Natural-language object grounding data
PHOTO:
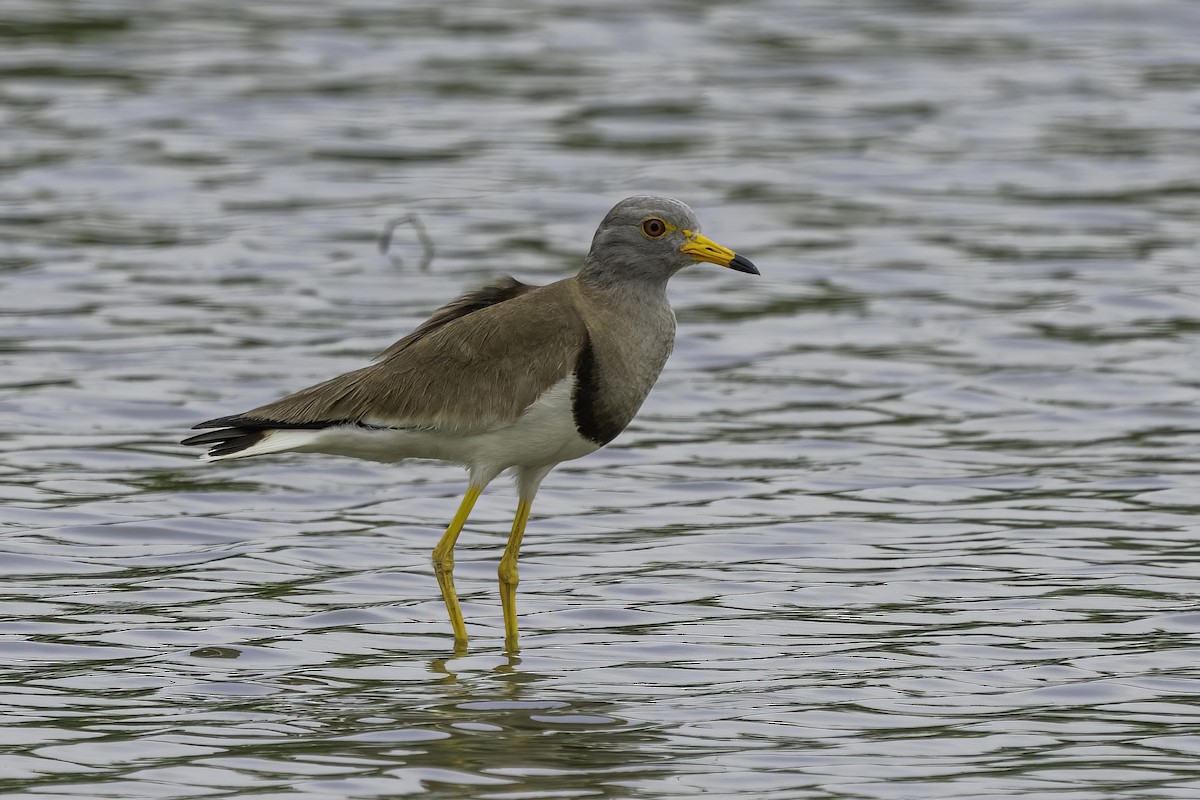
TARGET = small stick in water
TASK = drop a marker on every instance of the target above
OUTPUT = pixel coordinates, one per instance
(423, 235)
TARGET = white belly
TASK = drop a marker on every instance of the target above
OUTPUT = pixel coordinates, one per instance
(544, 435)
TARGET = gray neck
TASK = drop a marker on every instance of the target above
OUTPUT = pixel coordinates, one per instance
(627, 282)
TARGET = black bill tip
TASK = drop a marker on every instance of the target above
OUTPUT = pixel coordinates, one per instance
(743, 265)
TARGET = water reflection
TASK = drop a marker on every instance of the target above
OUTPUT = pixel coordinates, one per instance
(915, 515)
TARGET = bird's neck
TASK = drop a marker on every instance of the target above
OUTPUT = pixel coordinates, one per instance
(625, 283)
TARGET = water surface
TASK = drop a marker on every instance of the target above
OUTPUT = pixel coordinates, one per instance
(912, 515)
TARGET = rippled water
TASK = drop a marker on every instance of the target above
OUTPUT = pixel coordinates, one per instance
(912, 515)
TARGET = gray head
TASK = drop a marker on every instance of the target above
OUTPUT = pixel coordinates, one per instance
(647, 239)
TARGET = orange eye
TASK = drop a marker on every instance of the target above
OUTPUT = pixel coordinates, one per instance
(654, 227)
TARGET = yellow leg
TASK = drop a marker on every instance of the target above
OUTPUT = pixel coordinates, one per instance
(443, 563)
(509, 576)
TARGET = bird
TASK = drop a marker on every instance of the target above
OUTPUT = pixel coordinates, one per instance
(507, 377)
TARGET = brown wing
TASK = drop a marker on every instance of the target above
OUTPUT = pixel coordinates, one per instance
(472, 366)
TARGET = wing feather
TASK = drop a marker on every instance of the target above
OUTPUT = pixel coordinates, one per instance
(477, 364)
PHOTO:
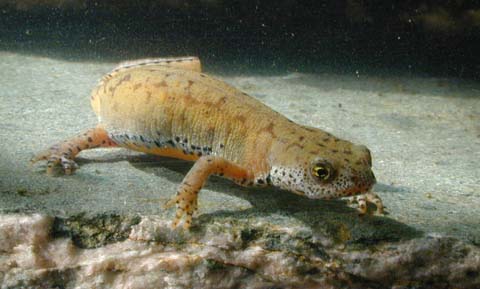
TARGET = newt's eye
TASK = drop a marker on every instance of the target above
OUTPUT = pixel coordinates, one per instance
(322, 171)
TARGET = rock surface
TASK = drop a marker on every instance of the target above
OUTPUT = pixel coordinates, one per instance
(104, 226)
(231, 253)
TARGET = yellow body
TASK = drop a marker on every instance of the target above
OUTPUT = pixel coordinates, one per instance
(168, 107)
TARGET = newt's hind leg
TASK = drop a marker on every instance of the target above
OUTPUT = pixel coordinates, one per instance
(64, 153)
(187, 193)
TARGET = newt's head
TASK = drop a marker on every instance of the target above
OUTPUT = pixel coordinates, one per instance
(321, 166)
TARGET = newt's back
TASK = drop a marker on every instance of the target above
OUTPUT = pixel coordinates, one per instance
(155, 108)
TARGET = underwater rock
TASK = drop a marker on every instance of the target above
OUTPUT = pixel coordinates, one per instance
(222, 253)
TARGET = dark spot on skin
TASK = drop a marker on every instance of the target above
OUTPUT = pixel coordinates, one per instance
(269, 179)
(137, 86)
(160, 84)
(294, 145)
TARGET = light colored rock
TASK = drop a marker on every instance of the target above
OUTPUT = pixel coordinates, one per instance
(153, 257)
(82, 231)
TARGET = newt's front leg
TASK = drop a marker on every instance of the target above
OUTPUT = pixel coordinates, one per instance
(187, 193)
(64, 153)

Work instructions
Look through the records and gather each line with the word "newt".

Response for this exercise
TARGET = newt's eye
TARGET = newt's hind leg
TARGET = newt's head
TARGET = newt's back
TARGET = newt's front leg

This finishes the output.